Stored entries:
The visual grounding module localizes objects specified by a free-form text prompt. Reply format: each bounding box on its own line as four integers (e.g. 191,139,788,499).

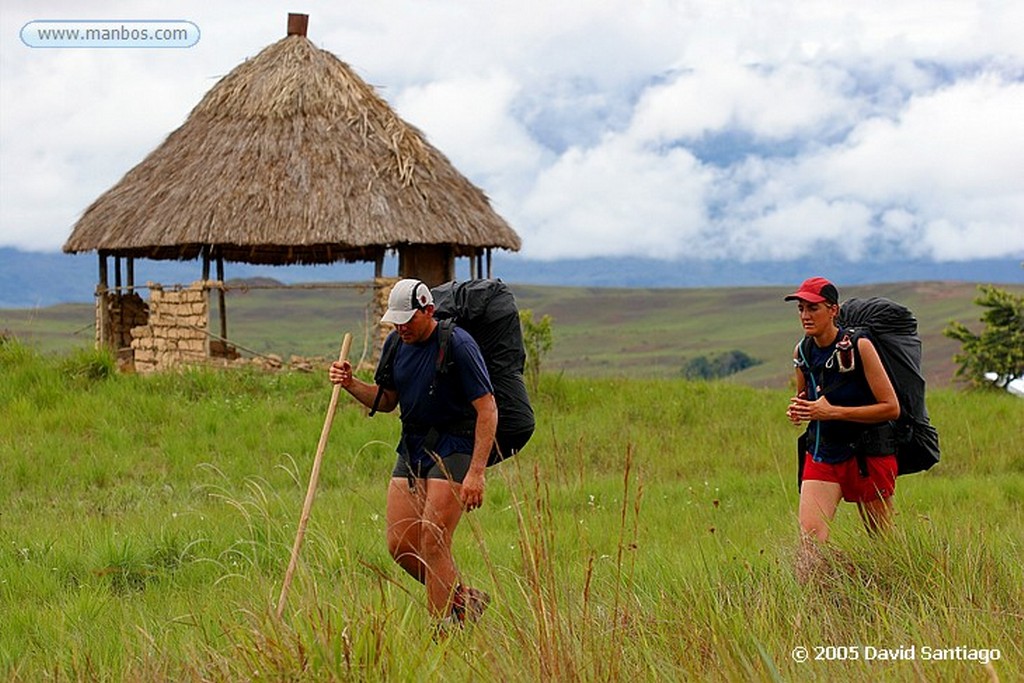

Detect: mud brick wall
131,282,210,373
96,292,150,350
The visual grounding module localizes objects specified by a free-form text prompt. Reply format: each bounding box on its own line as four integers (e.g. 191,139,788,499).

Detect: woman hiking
785,278,900,561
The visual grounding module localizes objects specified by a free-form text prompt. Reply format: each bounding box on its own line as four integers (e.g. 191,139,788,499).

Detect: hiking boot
452,585,490,624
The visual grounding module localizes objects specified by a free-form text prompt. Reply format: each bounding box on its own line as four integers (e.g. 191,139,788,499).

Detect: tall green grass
0,341,1024,681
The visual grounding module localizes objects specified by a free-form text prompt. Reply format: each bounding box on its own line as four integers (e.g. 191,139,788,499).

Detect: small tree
519,309,554,392
942,285,1024,386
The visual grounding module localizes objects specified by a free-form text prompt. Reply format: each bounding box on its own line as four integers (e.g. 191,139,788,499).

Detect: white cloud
0,0,1024,259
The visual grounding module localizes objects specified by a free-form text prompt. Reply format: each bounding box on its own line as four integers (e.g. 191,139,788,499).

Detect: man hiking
330,280,498,631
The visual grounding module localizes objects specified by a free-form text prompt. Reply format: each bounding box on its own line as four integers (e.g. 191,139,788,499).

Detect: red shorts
804,454,896,503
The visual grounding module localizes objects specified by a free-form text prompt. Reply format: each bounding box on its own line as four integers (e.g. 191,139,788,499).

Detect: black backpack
800,297,939,475
370,280,535,467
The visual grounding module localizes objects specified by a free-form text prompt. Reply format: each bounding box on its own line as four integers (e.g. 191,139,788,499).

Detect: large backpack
371,280,535,467
801,297,939,475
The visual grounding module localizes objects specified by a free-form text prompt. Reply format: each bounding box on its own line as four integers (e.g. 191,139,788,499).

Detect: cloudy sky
0,0,1024,261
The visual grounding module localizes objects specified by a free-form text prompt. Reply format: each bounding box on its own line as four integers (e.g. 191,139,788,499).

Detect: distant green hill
0,282,1024,387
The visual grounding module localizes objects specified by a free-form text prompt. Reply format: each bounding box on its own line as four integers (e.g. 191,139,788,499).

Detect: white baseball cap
381,280,434,325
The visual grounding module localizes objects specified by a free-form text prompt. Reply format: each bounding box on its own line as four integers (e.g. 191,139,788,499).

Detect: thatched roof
63,35,520,264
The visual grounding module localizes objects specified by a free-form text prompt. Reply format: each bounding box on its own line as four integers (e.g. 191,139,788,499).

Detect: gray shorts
391,453,473,483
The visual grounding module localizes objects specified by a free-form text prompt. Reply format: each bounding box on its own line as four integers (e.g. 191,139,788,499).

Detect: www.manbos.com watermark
790,645,1002,665
20,19,200,48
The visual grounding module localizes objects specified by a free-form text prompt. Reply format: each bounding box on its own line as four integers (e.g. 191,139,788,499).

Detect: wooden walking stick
278,332,352,618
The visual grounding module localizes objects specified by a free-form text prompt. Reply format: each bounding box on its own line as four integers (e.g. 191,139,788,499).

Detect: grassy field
0,341,1024,681
0,283,1024,388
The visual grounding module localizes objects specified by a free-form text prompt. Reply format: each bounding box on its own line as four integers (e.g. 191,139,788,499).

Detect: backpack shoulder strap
434,317,455,375
370,332,399,417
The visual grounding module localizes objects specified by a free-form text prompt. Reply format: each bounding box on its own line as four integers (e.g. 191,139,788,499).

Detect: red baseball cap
785,278,839,303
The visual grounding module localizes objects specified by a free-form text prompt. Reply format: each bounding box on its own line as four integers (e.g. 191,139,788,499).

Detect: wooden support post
217,254,227,344
96,251,110,348
203,245,210,283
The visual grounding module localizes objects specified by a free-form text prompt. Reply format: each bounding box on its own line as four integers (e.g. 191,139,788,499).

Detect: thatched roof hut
63,14,520,367
63,15,520,280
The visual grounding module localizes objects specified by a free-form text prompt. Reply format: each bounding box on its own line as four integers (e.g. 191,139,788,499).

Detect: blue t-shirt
384,326,494,465
802,329,877,464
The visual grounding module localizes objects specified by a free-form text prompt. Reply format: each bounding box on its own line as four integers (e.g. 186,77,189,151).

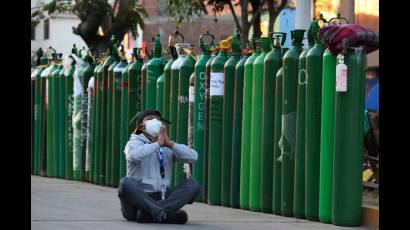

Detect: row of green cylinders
31,37,142,187
32,24,366,226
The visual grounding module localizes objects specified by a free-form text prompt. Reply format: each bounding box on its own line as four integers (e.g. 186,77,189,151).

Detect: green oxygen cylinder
53,65,64,178
272,47,288,215
188,72,195,148
90,60,101,184
93,62,105,185
279,30,305,216
319,14,349,223
293,21,316,219
208,40,230,205
64,55,76,180
145,34,164,110
108,55,128,187
127,48,143,127
192,31,215,202
162,31,184,132
249,37,271,211
99,36,118,186
203,52,217,199
221,32,241,206
155,74,165,114
332,47,367,226
140,59,149,111
169,43,189,186
175,48,196,185
319,49,336,223
239,38,261,209
85,74,95,183
51,63,63,178
40,63,52,176
80,51,95,181
118,58,130,179
230,53,250,208
30,67,38,175
58,59,66,179
72,55,88,180
262,33,282,213
305,15,325,221
105,44,120,186
31,57,47,176
163,57,176,132
46,62,58,177
175,45,196,185
38,57,50,176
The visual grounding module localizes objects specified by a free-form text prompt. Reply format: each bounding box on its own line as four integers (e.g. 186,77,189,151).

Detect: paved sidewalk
31,176,370,230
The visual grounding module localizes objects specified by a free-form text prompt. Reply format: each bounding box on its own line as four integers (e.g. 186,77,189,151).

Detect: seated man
118,110,201,224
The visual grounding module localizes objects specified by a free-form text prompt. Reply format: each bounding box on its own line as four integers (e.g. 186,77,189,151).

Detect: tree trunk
241,0,250,48
73,0,130,53
251,0,262,38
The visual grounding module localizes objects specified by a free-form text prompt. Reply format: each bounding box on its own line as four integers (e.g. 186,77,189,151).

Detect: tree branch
228,0,242,30
249,0,266,25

THE TASK: Count the lines in the listing above that contain the word "tree", treating case as significant. Give only the number.

WRITTEN SOLUTION: 3